Repeat the records between the lines holding "Your task is to examine this image and locate drum kit." and "[250,527,461,612]", inclusive, exactly as they appear.

═════ Supplied material

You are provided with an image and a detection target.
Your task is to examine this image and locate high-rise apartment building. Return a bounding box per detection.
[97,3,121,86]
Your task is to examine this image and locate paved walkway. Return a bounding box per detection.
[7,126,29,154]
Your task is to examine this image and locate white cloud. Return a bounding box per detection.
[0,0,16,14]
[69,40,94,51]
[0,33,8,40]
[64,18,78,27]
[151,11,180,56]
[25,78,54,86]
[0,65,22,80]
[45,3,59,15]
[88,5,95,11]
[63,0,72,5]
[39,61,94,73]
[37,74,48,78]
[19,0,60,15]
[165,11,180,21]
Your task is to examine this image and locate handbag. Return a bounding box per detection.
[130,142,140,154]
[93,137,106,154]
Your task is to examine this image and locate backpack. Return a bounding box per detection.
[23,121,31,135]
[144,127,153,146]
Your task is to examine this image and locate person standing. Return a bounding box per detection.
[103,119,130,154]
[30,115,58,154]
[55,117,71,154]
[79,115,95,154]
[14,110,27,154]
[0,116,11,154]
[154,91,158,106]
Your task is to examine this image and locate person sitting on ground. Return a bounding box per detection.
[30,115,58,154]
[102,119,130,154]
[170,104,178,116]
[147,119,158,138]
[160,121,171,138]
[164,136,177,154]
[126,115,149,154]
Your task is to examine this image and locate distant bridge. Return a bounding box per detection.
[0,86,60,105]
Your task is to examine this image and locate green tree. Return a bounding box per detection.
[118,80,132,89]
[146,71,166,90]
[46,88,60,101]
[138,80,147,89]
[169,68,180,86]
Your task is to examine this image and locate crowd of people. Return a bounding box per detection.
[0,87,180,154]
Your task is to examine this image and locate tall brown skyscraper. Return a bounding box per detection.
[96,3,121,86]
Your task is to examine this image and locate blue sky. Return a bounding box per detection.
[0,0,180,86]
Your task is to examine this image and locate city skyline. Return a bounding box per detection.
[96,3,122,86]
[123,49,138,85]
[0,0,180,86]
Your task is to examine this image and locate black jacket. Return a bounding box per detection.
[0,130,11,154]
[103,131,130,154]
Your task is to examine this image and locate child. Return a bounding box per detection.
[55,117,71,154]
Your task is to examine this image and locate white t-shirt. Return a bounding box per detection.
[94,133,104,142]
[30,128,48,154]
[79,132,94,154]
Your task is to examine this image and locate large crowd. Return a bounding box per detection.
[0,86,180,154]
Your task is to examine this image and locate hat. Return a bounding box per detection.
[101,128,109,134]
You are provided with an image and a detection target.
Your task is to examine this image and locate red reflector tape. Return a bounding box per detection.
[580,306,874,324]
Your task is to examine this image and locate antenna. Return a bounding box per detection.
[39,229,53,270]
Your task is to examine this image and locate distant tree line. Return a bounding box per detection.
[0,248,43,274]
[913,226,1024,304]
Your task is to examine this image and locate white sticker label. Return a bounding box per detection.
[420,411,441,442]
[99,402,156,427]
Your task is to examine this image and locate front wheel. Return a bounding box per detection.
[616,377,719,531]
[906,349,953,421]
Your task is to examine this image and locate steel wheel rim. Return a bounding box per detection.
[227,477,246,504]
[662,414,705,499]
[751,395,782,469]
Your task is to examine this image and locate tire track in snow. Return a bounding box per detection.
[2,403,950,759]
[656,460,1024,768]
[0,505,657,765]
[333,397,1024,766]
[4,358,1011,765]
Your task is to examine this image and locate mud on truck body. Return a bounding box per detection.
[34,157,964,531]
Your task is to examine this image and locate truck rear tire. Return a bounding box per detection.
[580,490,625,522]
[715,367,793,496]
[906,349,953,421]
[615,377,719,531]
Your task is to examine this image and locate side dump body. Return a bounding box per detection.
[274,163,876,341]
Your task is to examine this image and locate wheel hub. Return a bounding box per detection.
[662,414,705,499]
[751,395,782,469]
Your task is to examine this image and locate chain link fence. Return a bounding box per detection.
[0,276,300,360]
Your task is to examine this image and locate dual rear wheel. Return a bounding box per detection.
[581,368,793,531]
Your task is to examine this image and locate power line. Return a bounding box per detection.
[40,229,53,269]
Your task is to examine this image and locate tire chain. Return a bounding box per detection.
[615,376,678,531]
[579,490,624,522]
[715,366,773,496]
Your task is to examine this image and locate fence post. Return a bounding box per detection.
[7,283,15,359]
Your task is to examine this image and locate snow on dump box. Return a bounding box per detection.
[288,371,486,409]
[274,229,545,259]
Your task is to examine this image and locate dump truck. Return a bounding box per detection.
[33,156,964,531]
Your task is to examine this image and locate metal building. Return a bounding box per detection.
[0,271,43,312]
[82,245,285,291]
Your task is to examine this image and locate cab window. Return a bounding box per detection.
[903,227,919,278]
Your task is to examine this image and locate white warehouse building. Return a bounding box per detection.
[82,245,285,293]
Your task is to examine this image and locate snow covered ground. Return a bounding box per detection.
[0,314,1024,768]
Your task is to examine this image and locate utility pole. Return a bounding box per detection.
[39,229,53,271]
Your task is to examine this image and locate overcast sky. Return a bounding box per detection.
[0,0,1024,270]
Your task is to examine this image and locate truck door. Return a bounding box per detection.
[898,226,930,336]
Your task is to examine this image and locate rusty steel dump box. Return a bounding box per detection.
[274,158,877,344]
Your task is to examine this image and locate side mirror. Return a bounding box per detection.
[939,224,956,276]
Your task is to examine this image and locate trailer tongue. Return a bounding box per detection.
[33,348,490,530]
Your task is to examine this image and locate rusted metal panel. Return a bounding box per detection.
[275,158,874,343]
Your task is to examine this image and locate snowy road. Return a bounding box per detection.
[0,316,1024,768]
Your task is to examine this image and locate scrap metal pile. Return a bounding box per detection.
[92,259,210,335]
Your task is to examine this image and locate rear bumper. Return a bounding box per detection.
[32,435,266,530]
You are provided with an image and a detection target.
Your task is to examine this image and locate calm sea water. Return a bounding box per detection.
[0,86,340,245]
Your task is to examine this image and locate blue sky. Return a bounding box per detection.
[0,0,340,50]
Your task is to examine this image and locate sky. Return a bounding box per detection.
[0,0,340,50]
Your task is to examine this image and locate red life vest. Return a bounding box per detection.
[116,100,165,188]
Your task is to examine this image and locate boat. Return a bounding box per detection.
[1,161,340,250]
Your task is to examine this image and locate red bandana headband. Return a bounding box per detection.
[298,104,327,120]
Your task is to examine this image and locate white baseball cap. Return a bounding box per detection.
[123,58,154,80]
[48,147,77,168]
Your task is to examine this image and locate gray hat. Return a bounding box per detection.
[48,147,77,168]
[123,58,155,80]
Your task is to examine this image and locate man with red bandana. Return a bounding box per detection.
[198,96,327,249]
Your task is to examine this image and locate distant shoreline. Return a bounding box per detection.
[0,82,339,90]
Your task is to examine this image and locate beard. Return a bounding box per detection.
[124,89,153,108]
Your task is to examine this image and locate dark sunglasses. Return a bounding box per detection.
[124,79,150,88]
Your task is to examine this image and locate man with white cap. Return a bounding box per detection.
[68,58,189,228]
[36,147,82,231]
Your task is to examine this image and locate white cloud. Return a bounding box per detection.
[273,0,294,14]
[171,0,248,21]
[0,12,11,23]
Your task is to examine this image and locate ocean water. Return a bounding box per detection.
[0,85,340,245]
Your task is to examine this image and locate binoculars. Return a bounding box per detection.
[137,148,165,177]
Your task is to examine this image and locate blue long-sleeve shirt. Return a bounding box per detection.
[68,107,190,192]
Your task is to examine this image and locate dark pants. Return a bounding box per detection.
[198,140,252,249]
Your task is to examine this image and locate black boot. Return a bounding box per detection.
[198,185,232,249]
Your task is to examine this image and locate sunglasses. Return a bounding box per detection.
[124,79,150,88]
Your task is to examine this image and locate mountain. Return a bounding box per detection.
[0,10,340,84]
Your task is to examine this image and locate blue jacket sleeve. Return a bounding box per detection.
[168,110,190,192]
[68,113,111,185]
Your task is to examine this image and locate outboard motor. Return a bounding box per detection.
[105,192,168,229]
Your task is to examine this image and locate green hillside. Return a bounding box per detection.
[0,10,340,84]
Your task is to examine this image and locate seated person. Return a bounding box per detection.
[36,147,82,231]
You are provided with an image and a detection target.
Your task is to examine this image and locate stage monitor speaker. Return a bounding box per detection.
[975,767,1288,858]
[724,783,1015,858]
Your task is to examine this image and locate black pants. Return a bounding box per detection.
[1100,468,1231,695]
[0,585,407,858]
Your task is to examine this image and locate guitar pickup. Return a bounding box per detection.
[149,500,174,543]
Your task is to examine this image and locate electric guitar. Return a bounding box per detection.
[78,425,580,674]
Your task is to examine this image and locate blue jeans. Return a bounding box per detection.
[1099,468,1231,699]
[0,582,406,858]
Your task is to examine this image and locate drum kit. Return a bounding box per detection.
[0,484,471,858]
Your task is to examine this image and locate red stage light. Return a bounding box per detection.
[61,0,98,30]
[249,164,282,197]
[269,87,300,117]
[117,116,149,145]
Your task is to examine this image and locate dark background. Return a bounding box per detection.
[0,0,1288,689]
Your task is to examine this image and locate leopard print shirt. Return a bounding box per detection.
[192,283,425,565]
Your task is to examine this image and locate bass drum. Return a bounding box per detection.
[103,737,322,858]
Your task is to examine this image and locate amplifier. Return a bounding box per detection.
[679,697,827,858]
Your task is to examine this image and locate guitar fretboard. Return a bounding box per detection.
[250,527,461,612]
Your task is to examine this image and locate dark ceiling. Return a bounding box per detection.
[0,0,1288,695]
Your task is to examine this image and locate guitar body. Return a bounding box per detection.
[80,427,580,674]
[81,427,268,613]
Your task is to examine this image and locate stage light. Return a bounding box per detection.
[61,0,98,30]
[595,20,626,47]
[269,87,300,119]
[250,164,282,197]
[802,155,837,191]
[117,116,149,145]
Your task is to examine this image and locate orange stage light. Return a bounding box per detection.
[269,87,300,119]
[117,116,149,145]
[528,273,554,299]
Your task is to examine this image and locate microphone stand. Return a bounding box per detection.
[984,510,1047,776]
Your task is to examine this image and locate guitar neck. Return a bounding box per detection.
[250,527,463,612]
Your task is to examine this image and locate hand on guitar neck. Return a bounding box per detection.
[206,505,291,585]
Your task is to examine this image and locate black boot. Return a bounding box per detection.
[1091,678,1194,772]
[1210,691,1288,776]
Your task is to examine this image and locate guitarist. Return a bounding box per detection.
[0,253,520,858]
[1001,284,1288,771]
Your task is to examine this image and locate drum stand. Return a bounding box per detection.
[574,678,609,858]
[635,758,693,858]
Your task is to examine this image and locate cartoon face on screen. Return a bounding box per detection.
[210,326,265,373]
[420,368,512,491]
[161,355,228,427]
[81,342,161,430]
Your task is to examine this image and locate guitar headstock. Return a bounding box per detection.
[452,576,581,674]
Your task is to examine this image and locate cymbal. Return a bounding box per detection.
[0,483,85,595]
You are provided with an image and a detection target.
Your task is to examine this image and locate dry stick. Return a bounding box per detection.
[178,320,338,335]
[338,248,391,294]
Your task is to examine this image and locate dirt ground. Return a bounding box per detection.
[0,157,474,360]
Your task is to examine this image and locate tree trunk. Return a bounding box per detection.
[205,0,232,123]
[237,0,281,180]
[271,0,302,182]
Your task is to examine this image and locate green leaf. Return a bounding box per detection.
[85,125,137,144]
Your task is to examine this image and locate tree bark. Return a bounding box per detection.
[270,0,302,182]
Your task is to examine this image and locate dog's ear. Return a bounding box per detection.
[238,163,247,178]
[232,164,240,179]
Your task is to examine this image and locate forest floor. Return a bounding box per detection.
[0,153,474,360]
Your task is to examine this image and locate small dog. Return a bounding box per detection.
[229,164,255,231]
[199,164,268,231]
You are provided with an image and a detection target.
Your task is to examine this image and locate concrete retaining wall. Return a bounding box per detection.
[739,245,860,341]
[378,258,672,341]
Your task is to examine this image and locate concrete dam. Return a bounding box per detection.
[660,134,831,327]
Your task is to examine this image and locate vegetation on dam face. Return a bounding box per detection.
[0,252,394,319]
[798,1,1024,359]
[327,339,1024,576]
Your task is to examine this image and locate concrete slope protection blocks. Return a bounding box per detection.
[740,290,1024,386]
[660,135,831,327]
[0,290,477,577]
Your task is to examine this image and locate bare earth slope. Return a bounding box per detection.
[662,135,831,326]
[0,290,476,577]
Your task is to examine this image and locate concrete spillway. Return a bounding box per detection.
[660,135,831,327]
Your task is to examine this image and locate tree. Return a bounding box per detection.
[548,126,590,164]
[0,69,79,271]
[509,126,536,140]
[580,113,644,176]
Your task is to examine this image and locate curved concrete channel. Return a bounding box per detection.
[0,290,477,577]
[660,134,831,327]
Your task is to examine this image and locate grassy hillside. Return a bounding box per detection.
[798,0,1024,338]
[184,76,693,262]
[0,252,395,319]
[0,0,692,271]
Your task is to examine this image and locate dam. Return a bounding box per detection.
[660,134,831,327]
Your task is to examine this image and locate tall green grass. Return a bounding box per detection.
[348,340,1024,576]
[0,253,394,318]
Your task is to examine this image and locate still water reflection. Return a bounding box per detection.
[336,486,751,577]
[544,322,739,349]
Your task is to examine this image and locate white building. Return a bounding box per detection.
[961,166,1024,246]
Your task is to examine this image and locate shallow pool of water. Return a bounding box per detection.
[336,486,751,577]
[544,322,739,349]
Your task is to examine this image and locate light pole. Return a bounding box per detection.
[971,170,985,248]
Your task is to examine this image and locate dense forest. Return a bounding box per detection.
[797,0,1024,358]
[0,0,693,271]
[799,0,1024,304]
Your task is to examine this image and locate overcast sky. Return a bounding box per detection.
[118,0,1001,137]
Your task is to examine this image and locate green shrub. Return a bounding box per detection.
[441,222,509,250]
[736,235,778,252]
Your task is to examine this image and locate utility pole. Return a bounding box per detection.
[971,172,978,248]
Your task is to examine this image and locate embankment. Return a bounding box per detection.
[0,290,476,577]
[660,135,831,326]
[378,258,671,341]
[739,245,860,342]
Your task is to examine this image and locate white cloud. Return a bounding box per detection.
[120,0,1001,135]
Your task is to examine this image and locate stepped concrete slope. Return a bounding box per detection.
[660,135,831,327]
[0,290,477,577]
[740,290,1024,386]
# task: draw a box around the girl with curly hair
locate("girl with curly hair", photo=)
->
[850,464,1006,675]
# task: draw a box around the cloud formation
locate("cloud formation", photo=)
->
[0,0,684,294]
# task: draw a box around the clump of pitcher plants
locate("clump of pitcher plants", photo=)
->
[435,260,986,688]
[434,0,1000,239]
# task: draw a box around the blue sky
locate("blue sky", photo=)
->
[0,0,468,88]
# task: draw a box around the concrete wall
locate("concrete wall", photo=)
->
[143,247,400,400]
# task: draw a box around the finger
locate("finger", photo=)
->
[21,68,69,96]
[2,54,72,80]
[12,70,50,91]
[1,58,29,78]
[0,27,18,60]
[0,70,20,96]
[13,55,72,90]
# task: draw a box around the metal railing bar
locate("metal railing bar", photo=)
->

══════════

Full answer ▸
Your task is to examine this image and locate drum kit. Return a bounding box per detection.
[0,484,471,858]
Your task is to examine this image and locate red stage light. Return a bounding box per detection.
[61,0,98,30]
[249,164,282,197]
[269,87,300,117]
[117,116,149,145]
Your task is to examine this image and locate dark background. Return a bounding box per detection.
[0,0,1288,689]
Your task is to examine this image and locate leopard print shirt. Return a bounding box per detection.
[192,283,425,565]
Your task is to examine this image and locate bass drum. Return a bounding box per detection.
[103,737,322,858]
Your task is to examine this image and locate amplifier. Return a bounding box per detection.
[679,697,827,858]
Your task is to examine this image and locate guitar fretboard. Return a bounding box per detection.
[250,527,461,612]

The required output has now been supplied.